VOTRE OBJECTIF — D'après le texte fourni, combien de voix Pita Limjaroenrat doit-il réunir pour accéder au pouvoir ?

TEXTE FOURNI —
La deuxième économie d'Asie du Sud-Est, empêtrée dans un cycle de crises politiques récurrentes, traverse un nouveau moment critique, deux mois après les élections qui ont infligé un revers cuisant aux militaires au pouvoir depuis le coup d'Etat de 2014.
Seul candidat, Pita Limjaroenrat (42 ans) a besoin de 375 voix des députés et sénateurs pour accéder au pouvoir, un total qu'il n'est pas certain d'obtenir, en raison du désaccord d'une partie des sénateurs nommés par l'armée qui lui reprochent son projet de réformer la loi sur la lèse-majesté.
Avant d'entrer dans l'hémicycle, le député a assuré qu'il était "confiant" avant le vote, qui doit conclure de longues discussions entamées vers 09h30 (02h30 GMT).
La Thaïlande, divisée sur la place du roi et de l'armée dans la société, se cherche un nouveau chef de gouvernement, après neuf ans sous l'autorité de l'ex-général putschiste Prayut Chan-O-Cha, qui ont vu les libertés fondamentales reculer et la croissance économique stagner.
Le parti de M. Pita, Move Forward, a signé un éclatant succès sur la base d'un programme de rupture faisant écho aux manifestations pro-démocratie de 2020, mais l'alternance réclamée se heurte aux blocages d'une Constitution favorable à l'armée.
Le risque d'impasse maintient le scénario de manifestations géantes, récurrent en Thaïlande où les interventions de l'armée et de la justice nourrissent le cycle de crises politiques.
Pita Limjaroenrat, coqueluche des nouvelles générations, doit composer avec des résistances de la part du Sénat, et des poursuites judiciaires qui pèsent comme une épée de Damoclès au-dessus de sa tête.

ENREGISTREMENTS FOURNIS —
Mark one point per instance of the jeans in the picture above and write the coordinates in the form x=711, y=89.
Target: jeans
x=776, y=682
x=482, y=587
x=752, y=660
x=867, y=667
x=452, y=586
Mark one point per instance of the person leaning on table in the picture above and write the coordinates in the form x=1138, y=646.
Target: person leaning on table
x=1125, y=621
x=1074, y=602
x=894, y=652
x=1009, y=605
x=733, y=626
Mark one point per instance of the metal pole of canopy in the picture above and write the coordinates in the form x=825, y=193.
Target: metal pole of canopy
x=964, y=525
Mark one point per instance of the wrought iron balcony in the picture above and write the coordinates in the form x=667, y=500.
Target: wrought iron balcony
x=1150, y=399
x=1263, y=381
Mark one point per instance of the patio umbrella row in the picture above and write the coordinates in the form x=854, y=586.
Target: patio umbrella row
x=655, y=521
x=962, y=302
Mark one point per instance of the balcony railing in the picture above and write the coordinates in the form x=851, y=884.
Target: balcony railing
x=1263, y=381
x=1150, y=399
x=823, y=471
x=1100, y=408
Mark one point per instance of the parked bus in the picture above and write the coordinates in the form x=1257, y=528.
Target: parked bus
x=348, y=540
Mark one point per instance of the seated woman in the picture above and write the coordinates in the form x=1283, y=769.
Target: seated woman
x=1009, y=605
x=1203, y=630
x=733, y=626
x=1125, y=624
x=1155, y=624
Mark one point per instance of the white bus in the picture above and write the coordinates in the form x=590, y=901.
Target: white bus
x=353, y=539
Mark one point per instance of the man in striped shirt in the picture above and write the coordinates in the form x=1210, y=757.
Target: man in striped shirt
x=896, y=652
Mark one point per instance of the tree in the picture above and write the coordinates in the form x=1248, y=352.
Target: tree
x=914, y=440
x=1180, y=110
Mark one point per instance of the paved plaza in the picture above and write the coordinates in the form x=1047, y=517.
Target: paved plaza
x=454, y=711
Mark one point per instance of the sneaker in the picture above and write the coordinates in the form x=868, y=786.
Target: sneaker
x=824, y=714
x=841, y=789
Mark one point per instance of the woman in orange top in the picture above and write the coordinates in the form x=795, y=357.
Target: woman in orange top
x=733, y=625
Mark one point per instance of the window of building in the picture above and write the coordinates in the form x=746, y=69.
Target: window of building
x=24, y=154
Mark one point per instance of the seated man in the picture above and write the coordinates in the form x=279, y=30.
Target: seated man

RÉPONSE ATTENDUE — Il doit réunir 375 voix des députés et sénateurs.